> **Tarea**: Transcriba literalmente el listado desde la línea que contiene «point: ornate street» hasta la línea que contiene «column 374, row 466», ambas incluidas.

======== Datos del ejercicio ========

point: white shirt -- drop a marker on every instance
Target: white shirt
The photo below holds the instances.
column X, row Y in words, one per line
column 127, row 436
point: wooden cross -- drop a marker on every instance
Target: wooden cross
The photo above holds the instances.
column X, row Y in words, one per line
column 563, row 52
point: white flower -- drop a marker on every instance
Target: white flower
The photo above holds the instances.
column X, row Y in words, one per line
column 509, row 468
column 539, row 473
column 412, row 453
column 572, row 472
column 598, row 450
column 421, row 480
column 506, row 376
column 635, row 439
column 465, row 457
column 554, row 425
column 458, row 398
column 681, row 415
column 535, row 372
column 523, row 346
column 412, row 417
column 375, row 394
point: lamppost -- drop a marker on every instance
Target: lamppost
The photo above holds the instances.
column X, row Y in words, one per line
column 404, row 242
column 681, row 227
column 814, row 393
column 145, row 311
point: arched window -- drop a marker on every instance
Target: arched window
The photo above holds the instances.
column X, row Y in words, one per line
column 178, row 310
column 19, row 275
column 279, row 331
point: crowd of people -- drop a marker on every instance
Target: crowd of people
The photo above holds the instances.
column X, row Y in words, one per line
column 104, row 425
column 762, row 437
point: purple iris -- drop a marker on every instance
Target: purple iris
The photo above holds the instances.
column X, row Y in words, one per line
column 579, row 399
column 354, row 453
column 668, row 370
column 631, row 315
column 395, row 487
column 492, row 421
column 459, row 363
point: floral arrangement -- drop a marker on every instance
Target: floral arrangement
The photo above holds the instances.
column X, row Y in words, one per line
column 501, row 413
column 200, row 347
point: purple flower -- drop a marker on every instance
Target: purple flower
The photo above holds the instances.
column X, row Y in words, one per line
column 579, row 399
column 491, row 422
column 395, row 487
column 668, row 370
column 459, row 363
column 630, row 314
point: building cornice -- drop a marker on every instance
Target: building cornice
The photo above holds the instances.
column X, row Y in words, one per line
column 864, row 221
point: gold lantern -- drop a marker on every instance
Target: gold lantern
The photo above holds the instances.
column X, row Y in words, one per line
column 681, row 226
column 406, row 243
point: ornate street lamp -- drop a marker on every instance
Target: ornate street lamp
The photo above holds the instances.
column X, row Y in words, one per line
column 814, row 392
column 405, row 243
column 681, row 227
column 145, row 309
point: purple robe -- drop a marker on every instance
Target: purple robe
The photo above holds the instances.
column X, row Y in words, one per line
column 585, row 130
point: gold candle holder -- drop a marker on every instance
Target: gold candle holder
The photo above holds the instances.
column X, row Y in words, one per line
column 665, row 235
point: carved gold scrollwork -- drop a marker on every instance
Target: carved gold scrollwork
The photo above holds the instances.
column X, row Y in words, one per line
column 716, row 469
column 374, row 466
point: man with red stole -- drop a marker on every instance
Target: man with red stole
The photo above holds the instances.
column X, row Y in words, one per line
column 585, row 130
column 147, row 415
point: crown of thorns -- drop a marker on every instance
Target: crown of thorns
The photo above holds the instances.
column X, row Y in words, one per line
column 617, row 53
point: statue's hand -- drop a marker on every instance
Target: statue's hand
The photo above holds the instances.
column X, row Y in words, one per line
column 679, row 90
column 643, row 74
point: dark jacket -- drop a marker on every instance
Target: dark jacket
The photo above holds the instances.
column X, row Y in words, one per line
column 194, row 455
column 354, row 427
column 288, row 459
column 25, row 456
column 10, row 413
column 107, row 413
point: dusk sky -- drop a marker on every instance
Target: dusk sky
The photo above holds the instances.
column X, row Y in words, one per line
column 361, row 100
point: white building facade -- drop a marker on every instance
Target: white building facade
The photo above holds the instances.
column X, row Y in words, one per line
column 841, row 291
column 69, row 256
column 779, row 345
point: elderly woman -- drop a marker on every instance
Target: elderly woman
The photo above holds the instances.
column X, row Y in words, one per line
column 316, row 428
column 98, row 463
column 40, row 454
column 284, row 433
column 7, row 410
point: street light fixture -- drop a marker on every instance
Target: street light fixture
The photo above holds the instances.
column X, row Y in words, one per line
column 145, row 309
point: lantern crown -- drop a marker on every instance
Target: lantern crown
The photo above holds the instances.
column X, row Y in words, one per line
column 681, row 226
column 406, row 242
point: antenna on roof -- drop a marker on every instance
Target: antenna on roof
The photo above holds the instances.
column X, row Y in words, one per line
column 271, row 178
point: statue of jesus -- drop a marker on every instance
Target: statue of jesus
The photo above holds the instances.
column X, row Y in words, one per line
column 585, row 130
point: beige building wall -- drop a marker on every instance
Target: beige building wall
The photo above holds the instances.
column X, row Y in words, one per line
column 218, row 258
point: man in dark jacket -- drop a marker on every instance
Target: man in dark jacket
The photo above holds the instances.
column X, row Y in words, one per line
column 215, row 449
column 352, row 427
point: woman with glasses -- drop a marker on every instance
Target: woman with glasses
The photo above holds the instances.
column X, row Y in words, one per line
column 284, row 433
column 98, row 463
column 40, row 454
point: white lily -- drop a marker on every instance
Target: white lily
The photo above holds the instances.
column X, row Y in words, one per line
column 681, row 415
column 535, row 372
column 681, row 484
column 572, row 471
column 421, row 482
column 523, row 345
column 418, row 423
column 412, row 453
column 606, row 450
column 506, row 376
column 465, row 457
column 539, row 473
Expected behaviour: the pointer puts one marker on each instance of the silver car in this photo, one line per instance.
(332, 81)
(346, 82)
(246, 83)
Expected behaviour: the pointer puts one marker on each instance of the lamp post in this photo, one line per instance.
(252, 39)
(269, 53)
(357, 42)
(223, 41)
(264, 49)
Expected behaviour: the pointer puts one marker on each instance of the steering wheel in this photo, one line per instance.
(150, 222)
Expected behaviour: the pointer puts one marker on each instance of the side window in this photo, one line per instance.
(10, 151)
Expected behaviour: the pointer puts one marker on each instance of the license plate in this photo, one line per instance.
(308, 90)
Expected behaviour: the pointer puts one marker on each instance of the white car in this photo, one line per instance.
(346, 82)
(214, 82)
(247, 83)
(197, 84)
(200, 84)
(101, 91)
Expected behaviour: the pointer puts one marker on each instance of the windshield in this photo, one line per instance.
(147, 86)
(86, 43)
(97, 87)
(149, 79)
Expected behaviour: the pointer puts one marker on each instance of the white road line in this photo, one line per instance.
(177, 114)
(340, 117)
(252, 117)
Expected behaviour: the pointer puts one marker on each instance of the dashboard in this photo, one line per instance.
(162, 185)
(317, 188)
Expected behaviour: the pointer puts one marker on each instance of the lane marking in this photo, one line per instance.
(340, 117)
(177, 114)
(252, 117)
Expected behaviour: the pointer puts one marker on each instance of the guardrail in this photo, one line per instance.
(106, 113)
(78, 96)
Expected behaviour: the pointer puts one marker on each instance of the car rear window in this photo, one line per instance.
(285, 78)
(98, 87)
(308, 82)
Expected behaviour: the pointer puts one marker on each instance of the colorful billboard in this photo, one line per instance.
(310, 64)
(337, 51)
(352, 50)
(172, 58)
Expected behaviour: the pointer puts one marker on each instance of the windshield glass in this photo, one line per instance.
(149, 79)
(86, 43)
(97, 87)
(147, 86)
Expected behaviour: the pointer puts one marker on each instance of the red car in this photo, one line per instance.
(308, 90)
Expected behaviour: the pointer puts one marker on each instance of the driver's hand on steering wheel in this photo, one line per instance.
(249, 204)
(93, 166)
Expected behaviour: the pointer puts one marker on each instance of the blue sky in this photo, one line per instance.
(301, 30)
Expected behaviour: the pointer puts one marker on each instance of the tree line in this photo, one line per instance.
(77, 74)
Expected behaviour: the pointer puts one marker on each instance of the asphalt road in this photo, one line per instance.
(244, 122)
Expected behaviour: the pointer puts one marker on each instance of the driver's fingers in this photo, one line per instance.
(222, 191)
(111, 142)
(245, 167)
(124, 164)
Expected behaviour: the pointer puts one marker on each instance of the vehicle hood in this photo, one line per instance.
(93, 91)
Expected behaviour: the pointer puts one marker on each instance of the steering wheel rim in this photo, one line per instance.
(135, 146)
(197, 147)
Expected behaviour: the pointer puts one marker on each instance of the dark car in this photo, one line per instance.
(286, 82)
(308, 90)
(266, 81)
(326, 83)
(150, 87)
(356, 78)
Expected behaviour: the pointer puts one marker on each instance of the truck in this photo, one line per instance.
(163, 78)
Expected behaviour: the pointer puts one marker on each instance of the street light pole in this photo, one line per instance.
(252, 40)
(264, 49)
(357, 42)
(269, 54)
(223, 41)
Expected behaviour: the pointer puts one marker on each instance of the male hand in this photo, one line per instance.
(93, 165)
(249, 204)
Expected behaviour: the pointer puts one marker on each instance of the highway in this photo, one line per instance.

========

> **Salida esperada**:
point: ornate street lamp -- drop a marker on every instance
Target: ornate street lamp
The photo above holds the instances.
column X, row Y in words, one per line
column 814, row 392
column 405, row 243
column 681, row 227
column 145, row 309
point: purple robe -- drop a marker on every instance
Target: purple robe
The photo above holds the instances.
column X, row Y in words, one per line
column 585, row 130
point: gold candle holder -- drop a marker on every instance
Target: gold candle holder
The photo above holds the instances.
column X, row Y in words, one per line
column 665, row 235
point: carved gold scrollwork -- drop a marker on every instance
Target: carved gold scrollwork
The photo above holds the instances.
column X, row Y in words, one per line
column 716, row 469
column 374, row 466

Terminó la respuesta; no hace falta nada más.